= TASK DIRECTIONS =
Reproduce every one of the rows below line for line, without changing a single character.
[Begin ROWS]
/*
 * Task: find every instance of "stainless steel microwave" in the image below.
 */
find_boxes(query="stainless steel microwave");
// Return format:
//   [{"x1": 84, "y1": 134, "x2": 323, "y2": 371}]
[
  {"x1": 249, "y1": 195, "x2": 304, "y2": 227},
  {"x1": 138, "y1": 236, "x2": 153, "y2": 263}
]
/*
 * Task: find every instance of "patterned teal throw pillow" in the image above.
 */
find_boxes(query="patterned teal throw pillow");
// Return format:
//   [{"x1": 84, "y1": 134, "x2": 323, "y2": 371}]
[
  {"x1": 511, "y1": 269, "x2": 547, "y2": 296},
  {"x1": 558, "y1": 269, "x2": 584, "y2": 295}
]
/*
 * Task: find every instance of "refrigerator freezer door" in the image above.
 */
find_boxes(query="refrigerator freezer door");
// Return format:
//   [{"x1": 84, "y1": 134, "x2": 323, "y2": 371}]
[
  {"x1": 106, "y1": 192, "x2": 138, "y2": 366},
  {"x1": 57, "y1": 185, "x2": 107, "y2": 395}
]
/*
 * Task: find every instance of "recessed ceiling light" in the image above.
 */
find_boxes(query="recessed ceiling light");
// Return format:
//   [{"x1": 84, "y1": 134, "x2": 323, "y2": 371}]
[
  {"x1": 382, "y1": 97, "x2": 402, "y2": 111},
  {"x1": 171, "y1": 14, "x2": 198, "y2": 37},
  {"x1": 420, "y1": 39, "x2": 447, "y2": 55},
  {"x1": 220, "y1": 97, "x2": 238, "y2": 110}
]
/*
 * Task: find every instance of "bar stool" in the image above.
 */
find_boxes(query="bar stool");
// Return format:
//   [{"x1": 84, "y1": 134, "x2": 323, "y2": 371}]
[End ROWS]
= WORKED ANSWER =
/*
 * Task: find every instance of "stainless steel microwave" in the image below.
 */
find_boxes(query="stainless steel microwave");
// Return format:
//   [{"x1": 84, "y1": 134, "x2": 323, "y2": 371}]
[
  {"x1": 249, "y1": 195, "x2": 304, "y2": 227},
  {"x1": 138, "y1": 236, "x2": 153, "y2": 263}
]
/*
 * Task: find every instance of "patterned teal throw pillow" in the image above.
 */
find_boxes(query="patterned teal throw pillow");
// Return format:
//   [{"x1": 84, "y1": 134, "x2": 323, "y2": 371}]
[
  {"x1": 511, "y1": 269, "x2": 547, "y2": 296},
  {"x1": 558, "y1": 269, "x2": 584, "y2": 295}
]
/*
 * Task: find every instance of "refrigerator freezer door" in the image above.
 */
find_boxes(query="refrigerator freezer door");
// Return format:
//   [{"x1": 84, "y1": 134, "x2": 323, "y2": 371}]
[
  {"x1": 106, "y1": 192, "x2": 138, "y2": 366},
  {"x1": 57, "y1": 185, "x2": 107, "y2": 395}
]
/*
 * Task: find every instance of "recessed ceiling light" in the image above.
 */
find_boxes(query="recessed ceiling light");
// Return format:
//   [{"x1": 84, "y1": 134, "x2": 323, "y2": 371}]
[
  {"x1": 382, "y1": 97, "x2": 402, "y2": 111},
  {"x1": 171, "y1": 14, "x2": 198, "y2": 37},
  {"x1": 420, "y1": 39, "x2": 447, "y2": 55},
  {"x1": 220, "y1": 97, "x2": 238, "y2": 110}
]
/*
 * Task: find every instance of "bar stool" in the image above.
 */
find_boxes(query="bar stool");
// Return format:
//   [{"x1": 84, "y1": 134, "x2": 323, "y2": 371}]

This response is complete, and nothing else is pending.